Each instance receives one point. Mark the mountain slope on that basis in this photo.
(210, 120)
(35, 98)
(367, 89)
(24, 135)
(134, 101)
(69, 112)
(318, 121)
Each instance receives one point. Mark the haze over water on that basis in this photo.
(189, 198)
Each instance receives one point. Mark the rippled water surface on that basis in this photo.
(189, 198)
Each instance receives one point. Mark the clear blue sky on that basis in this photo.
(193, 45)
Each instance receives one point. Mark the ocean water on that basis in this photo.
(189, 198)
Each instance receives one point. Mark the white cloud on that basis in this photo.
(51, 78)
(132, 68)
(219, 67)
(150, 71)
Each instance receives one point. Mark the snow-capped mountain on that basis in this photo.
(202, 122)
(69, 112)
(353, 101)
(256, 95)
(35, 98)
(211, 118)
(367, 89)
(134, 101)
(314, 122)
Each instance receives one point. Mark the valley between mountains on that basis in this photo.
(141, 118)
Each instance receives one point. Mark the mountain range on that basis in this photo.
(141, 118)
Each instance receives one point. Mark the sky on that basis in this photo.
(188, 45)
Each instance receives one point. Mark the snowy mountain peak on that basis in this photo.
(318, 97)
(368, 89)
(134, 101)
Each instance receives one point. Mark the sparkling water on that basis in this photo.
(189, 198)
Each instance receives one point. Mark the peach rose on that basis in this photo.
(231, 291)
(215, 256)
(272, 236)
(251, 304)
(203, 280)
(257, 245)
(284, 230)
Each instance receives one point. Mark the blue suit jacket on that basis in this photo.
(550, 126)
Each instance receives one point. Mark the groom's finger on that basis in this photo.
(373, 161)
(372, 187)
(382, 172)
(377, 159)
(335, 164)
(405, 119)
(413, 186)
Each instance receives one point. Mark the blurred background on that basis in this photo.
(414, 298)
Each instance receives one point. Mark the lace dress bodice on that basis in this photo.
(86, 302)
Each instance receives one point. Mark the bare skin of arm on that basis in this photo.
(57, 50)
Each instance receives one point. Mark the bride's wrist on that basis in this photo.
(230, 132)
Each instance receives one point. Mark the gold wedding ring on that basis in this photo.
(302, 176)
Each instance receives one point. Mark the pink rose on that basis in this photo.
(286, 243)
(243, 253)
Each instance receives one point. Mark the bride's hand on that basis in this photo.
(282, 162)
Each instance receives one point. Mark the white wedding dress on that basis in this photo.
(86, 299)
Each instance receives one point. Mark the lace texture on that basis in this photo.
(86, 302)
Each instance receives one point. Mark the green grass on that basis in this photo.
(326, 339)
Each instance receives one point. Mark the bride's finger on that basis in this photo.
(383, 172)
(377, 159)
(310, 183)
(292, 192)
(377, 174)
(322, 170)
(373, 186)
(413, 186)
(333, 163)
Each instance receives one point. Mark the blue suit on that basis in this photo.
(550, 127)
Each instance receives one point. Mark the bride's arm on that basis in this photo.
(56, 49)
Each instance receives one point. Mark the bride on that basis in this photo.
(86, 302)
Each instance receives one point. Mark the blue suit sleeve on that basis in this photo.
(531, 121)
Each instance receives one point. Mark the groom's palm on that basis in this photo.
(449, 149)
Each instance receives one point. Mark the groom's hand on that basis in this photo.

■ ■ ■ ■ ■ ■ ■

Every line above should be written out again exactly as it stands.

#### [Answer to the problem]
Each instance receives one point. Mark the mountain slope on that basis in this photo.
(210, 120)
(35, 98)
(367, 89)
(24, 135)
(134, 101)
(69, 112)
(318, 121)
Each instance receives one point. Mark the haze over water on that basis in this photo.
(189, 198)
Each instance receives one point. Mark the rippled water surface on that basis in this photo.
(189, 198)
Each instance receives one point. Mark the clear blue sky on that basis in this photo.
(193, 45)
Each instance receives one point. Mark the ocean water on that basis in this photo.
(189, 198)
Each instance receives one point. Mark the white cloud on that basis in this photo.
(51, 78)
(132, 68)
(219, 67)
(150, 71)
Each instance receives one point. Mark the snow-capped mountain on that basis in this photo.
(202, 122)
(69, 112)
(353, 101)
(256, 95)
(35, 98)
(211, 118)
(367, 89)
(134, 101)
(314, 122)
Each instance receives one point. Mark the valley between mountains on that basis in this photo.
(141, 118)
Each instance receives one point. Mark the mountain range on that basis in this photo.
(141, 118)
Each instance receives one point. Mark the sky on that basis in this photo.
(188, 45)
Each instance receives one point. Mark the snowy mountain peak on that basis in this photo.
(318, 97)
(368, 89)
(134, 101)
Each instance receives one point. Mark the sparkling water on that basis in this photo.
(189, 198)
Each instance receives one point. Mark the peach rose on that basis in this photo.
(231, 291)
(215, 256)
(272, 236)
(251, 304)
(203, 280)
(257, 245)
(284, 230)
Each instance receives one point. Mark the blue suit jacket on that basis in this photo.
(550, 126)
Each instance receives one point. Mark the groom's finger on that basis in this photo.
(373, 161)
(372, 187)
(382, 172)
(377, 159)
(335, 164)
(405, 119)
(413, 186)
Each instance receives one point. Mark the blurred background on that basis in this photo.
(414, 298)
Each instance receives one point. Mark the lace dress bodice on that basis in this photo.
(86, 302)
Each instance receives one point. Mark the bare skin of arm on that basis in this photo.
(57, 50)
Each instance receives one point. Mark the bride's wrist on that basis in this photo.
(230, 132)
Each instance receives one point. Mark the gold wedding ring on that basis in this photo.
(302, 176)
Each instance receives one point. Mark the pink rose on that basis in this photo.
(286, 243)
(243, 253)
Each instance receives one point. Mark the bride's hand on that basis in this photo.
(282, 162)
Each instance receives one point. Mark the white wedding dress on that basis in this photo.
(86, 299)
Each instance receives one point. Mark the lace texture on that basis in this photo.
(86, 302)
Each instance receives one point. Mark the green grass on that basis in this photo.
(326, 339)
Each instance receives one point. Mark the bride's finger on that basis in this photo.
(383, 172)
(377, 159)
(310, 183)
(292, 192)
(377, 174)
(322, 170)
(373, 186)
(413, 186)
(333, 163)
Each instance receives one point. Mark the blue suit on that basis in this photo.
(550, 127)
Each instance receives one point. Mark the bride's arm on that basis in this photo.
(56, 49)
Each instance receives one point. Mark the bride on that basis in this photo.
(86, 302)
Each instance receives one point. Mark the blue suit sleeve on that basis in this photo.
(531, 121)
Each instance receives one point. Mark the groom's palm on that basis in this photo.
(449, 149)
Each instance receives one point. Mark the groom's hand on that basis in this photo.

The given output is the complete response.